| REQUEST |
Recast everything from the line containing "Target: rooftop" down to the end of the records as a numbered list, omitting any blank lines.

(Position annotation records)

────────────────────────────────────────

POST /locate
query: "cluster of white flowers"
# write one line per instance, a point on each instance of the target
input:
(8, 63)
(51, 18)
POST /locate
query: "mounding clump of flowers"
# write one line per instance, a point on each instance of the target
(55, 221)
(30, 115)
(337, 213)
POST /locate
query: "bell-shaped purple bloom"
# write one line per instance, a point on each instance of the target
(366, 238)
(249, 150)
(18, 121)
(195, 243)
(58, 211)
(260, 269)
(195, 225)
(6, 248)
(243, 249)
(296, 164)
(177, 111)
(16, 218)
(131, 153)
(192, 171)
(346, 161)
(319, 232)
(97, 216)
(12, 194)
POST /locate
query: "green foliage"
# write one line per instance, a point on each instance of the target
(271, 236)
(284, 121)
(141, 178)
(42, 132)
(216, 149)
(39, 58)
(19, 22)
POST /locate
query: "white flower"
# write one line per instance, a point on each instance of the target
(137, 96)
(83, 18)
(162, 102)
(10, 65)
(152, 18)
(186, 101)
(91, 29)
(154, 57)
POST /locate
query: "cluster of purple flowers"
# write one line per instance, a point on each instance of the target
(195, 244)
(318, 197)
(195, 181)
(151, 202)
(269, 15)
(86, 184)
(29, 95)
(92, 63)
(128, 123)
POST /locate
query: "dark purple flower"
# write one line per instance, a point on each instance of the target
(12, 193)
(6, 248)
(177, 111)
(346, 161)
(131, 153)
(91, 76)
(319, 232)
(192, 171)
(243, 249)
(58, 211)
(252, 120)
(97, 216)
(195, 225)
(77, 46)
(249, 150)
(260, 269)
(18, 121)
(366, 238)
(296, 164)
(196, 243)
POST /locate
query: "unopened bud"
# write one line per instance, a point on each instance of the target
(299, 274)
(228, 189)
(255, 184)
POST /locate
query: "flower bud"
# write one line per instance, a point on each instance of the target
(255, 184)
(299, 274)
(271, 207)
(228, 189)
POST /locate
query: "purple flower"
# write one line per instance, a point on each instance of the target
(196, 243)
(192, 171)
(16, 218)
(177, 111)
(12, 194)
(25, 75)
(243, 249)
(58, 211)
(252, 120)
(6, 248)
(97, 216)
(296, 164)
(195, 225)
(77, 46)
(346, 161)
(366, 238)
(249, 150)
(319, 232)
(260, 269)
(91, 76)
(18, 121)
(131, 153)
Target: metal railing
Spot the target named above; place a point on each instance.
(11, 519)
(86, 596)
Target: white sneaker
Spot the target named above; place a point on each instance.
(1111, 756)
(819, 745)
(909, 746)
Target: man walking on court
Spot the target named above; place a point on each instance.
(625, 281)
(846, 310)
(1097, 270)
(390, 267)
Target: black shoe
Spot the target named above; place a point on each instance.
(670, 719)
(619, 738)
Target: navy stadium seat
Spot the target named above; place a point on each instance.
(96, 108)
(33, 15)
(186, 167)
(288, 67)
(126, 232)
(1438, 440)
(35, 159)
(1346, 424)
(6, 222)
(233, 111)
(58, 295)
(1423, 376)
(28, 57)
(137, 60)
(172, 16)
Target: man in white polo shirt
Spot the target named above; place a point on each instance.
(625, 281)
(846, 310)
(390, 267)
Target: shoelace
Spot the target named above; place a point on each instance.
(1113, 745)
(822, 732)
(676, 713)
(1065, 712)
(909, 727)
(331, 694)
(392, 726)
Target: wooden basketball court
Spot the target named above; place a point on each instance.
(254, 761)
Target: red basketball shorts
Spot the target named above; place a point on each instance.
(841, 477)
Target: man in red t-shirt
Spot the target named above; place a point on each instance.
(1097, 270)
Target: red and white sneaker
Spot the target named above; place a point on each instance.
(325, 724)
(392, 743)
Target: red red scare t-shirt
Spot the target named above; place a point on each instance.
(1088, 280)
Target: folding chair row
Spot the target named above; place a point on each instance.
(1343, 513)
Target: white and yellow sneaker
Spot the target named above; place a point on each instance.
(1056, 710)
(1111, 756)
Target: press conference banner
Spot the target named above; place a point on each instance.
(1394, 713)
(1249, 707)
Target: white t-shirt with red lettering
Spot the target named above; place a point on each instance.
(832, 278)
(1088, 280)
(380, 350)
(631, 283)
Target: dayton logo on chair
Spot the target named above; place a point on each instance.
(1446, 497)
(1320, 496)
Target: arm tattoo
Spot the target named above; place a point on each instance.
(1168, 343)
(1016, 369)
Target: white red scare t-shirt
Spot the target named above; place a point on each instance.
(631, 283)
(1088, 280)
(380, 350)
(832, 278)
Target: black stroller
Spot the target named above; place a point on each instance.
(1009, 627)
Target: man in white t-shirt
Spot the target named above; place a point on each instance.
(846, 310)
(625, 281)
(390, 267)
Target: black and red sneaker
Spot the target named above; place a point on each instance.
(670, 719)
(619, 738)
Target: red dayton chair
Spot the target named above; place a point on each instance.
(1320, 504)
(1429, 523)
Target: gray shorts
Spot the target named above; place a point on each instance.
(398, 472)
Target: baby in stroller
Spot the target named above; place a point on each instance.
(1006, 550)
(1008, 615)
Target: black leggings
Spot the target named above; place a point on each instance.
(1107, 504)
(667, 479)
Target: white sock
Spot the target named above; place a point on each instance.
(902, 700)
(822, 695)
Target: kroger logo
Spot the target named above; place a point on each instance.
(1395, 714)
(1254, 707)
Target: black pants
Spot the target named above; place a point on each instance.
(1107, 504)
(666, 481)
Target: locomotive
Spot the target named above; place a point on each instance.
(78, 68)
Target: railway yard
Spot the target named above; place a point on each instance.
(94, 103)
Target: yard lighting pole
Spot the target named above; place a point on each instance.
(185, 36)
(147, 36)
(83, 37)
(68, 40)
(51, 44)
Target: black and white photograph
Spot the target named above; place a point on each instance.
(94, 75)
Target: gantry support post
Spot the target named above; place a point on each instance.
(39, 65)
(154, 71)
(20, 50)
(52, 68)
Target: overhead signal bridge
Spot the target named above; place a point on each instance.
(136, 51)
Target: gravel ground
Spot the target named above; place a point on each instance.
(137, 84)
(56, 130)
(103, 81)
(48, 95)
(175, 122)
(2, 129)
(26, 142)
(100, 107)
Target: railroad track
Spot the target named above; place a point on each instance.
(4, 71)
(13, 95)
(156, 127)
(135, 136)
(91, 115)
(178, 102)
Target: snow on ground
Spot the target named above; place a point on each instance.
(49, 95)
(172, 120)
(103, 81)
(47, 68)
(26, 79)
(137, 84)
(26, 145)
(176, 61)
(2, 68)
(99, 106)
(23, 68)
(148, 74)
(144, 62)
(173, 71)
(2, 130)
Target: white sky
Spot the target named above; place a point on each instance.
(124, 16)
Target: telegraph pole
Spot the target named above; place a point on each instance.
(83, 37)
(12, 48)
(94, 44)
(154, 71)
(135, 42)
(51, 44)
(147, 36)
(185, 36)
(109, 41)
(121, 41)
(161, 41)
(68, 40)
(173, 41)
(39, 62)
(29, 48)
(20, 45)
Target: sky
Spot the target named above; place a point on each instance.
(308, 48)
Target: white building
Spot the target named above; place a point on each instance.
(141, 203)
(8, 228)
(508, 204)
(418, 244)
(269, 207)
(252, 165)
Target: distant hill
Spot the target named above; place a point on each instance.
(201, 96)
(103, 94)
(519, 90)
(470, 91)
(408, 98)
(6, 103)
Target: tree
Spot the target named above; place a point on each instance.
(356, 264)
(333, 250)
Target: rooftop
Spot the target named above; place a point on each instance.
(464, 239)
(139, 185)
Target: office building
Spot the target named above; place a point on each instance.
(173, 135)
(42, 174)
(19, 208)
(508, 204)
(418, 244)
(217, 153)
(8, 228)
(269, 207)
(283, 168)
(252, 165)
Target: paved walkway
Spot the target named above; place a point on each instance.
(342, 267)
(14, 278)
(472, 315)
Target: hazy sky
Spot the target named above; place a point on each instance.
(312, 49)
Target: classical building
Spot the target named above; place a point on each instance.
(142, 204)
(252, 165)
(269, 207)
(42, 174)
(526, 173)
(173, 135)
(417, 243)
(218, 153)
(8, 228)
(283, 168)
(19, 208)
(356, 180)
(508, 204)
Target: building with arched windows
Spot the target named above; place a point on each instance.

────────────────────────────────────────

| ANSWER TO THE PROBLEM |
1. Target: rooftop
2. Spot the target named above; place a point on each instance.
3. (464, 239)
4. (139, 185)
5. Target: office building
6. Spot the target named above; place a point on each instance.
7. (173, 135)
8. (42, 174)
9. (19, 208)
10. (508, 204)
11. (418, 244)
12. (217, 153)
13. (8, 228)
14. (269, 207)
15. (283, 168)
16. (252, 165)
17. Target: paved walkway
18. Spot the target named above; place a point on each instance.
19. (342, 267)
20. (14, 278)
21. (472, 315)
22. Target: hazy sky
23. Spot the target named above; place a point on each instance.
24. (312, 49)
25. Target: classical building
26. Spot the target named above; place a point on each instance.
27. (142, 204)
28. (252, 165)
29. (269, 207)
30. (42, 174)
31. (526, 173)
32. (173, 135)
33. (417, 243)
34. (218, 153)
35. (8, 228)
36. (283, 168)
37. (19, 208)
38. (356, 180)
39. (508, 204)
40. Target: building with arched windows
41. Spot the target named above; place a point on each instance.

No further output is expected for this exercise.